— Document excerpt —
◆ ◆ ◆ ◆ ◆
Film Review: Don't Look Up
I’ve been a fan of Adam McKay for a long time, and I would, without hesitation, put his early work, from Anchorman through to Anchorman 2, to be some of the greatest American comedy films of all time. He has this innate ability to capture the essence of wildest stupidity and mine it for all its worth, both for hilariously idiotic shenanigans and cunning sociopolitical satire.
So when McKay started making more seriously political films, I was surprised. I wasn’t a fan of The Big Short as I thought it was too up in its own exposition to be an engaging film, but I will be one of the few to say I loved Vice and its absurdist and chaotic retelling of real events.
Don’t Look Up is a weird balance of both. Simultaneously too into itself to really invest the audience, but ridiculous enough to never be boring. Like all of McKay’s films, it is smart in its stupidity, presenting the highest of higher-ups as bumbling buffoons who don’t know what they’re doing, treating the fate of the world as a popularity contest. It seems too over-the-top to be true, but when you look at the last 10 or even 20 years of American politics, it is almost scarily accurate.
The political satire is far too accurate to even be funny, but it is.
The story is of a group of scientists (lead by characters played by Leonardo DiCaprio & Jennifer Lawrence) who discover a large “planet-killer” comet is going to strike the earth in half a year, and the bureaucratic nightmare of trying to get the people in charge of the United States, and the world, to do something about it.
◆ ◆ ◆ ◆ ◆
— Task instructions —
How does the Don't Look Up review read from "Film Review: Don't" to "cunning sociopolitical satire." if you substitute "satire" for "comedy"?

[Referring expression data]
◆ ◆ ◆ ◆ ◆
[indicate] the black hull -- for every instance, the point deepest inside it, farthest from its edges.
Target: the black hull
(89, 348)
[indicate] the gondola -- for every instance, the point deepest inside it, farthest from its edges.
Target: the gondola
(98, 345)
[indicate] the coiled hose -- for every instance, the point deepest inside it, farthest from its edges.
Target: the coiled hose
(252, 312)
◆ ◆ ◆ ◆ ◆
— Answer —
Film Review: Don't Look Up
I’ve been a fan of Adam McKay for a long time, and I would, without hesitation, put his early work, from Anchorman through to Anchorman 2, to be some of the greatest American satire films of all time. He has this innate ability to capture the essence of wildest stupidity and mine it for all its worth, both for hilariously idiotic shenanigans and cunning sociopolitical satire.